__Exercise details__:
List all lines of the data that include the string "barrier".

Study material Start Marker

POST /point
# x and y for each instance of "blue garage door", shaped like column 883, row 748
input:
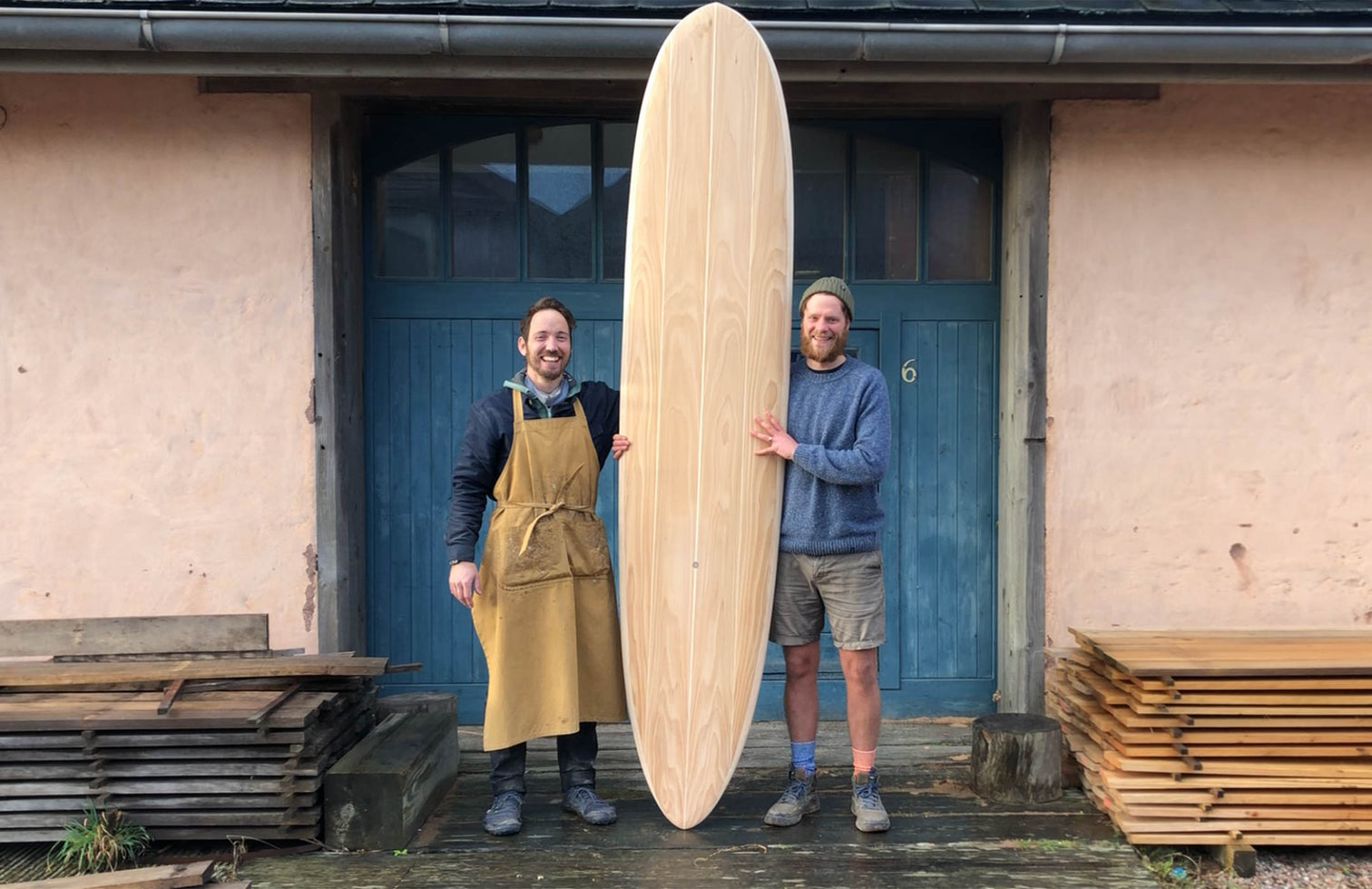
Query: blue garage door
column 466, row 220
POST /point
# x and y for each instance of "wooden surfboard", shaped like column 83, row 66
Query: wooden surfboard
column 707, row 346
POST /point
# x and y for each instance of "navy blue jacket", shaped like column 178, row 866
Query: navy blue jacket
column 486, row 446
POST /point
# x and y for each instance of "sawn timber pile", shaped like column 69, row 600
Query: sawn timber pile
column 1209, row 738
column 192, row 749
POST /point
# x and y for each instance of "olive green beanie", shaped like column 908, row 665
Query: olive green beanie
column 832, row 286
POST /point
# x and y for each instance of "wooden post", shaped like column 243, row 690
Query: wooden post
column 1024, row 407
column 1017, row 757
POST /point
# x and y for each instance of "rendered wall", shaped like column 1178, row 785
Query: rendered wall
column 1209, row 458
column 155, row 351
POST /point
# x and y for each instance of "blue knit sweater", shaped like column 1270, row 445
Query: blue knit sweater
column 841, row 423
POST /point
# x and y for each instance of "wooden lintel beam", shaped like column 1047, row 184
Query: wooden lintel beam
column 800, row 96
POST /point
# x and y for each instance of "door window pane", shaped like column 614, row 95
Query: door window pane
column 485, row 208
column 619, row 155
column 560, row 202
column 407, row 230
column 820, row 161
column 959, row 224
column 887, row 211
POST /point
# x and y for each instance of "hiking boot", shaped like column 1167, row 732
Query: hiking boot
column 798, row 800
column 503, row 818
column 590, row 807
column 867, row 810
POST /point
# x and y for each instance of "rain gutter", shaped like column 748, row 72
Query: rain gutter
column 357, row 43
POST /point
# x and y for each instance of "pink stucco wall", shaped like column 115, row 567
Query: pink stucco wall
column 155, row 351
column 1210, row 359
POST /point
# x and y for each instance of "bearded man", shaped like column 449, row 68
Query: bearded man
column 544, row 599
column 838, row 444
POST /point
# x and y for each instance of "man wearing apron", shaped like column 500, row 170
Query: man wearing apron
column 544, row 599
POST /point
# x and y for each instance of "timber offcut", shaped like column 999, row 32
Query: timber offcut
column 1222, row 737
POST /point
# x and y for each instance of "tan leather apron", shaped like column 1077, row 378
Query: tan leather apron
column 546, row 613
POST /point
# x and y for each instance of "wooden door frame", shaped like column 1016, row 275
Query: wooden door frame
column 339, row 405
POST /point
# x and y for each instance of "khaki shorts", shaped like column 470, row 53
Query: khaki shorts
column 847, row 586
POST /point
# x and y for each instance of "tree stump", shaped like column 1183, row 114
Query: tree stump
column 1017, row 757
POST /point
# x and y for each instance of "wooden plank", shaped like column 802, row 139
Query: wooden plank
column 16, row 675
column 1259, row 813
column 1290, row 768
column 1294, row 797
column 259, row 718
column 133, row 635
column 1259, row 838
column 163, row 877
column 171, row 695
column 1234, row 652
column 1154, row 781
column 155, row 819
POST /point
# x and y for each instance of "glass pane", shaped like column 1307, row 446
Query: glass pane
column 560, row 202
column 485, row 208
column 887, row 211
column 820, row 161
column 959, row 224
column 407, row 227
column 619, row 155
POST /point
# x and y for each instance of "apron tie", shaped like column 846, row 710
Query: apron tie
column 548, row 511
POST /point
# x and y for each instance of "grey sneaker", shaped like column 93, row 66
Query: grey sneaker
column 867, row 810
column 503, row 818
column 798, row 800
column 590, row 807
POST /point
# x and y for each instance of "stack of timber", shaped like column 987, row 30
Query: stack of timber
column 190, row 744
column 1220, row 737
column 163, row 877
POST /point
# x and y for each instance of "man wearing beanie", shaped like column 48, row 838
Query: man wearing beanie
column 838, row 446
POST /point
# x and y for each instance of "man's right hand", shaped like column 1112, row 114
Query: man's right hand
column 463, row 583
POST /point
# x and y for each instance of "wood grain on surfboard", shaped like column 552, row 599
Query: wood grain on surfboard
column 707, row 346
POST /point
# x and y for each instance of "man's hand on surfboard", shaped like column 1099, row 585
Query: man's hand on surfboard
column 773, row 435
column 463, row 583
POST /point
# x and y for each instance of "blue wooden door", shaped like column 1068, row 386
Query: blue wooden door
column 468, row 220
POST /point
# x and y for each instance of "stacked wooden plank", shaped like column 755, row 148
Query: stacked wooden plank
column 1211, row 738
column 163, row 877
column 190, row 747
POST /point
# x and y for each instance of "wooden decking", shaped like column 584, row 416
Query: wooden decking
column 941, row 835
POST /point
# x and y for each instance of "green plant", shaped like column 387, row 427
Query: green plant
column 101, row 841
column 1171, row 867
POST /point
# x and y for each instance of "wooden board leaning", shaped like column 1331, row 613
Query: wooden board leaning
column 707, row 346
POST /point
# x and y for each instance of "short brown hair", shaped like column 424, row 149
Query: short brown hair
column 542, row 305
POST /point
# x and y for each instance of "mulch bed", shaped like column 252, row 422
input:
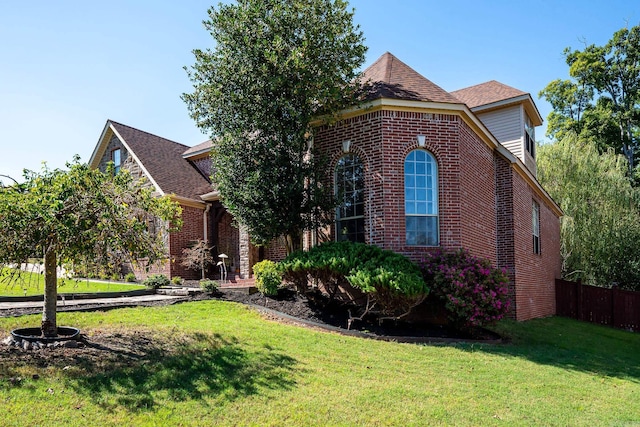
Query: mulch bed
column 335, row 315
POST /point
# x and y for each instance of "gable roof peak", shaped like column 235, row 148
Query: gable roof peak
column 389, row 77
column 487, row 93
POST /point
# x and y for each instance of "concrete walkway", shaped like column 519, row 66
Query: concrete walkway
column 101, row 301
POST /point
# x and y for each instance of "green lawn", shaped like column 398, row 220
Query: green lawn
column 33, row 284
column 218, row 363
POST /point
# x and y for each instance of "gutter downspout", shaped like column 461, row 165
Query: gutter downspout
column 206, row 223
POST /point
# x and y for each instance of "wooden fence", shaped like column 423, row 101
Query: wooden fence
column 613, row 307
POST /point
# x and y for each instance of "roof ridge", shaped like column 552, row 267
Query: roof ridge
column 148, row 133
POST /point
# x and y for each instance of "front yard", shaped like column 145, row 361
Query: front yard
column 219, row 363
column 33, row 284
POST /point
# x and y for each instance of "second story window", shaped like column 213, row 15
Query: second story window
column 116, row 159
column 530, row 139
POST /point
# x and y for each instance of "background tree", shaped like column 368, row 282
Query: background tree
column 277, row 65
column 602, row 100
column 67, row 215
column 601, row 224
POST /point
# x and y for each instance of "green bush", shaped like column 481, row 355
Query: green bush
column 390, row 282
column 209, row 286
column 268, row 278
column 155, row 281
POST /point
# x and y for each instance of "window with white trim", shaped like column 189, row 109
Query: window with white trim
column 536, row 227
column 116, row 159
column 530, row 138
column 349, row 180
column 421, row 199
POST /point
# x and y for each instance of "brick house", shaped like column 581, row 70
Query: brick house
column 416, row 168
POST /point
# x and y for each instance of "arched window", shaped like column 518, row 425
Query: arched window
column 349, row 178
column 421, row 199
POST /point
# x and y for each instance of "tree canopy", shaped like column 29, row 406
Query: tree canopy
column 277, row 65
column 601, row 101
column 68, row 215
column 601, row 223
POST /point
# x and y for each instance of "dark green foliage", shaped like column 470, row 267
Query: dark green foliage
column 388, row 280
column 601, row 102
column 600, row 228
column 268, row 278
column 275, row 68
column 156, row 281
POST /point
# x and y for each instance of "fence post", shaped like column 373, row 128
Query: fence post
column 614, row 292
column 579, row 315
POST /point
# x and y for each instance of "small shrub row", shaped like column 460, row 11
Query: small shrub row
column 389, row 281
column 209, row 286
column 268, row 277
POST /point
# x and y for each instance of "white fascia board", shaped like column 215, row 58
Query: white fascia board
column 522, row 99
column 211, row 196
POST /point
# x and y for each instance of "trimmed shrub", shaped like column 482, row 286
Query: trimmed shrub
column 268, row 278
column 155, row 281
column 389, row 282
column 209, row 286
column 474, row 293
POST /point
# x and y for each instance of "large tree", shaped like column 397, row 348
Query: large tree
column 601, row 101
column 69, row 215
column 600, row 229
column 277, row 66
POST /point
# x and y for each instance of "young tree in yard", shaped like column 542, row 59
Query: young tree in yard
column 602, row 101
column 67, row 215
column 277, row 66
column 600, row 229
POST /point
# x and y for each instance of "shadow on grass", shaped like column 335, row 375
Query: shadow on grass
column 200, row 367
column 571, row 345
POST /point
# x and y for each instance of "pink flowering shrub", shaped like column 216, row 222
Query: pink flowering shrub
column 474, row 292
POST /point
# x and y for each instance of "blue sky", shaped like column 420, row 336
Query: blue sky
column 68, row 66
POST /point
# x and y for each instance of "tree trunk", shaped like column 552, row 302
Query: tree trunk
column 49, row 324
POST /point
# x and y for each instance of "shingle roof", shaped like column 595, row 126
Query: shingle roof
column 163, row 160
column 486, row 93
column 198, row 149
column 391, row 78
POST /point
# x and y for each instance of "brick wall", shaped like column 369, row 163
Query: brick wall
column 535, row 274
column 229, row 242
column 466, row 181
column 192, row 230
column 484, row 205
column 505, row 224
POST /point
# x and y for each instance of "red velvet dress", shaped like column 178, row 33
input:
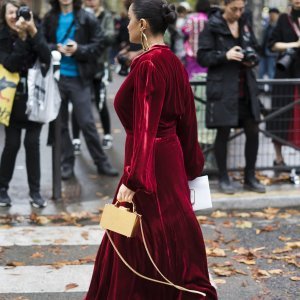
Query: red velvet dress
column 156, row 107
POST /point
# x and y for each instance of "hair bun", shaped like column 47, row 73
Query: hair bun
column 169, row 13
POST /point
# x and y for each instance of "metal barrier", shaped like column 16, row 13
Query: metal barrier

Study material End Marker

__Problem solution__:
# x and y for each instance of "metal barrier", shaped like column 16, row 13
Query: metal barrier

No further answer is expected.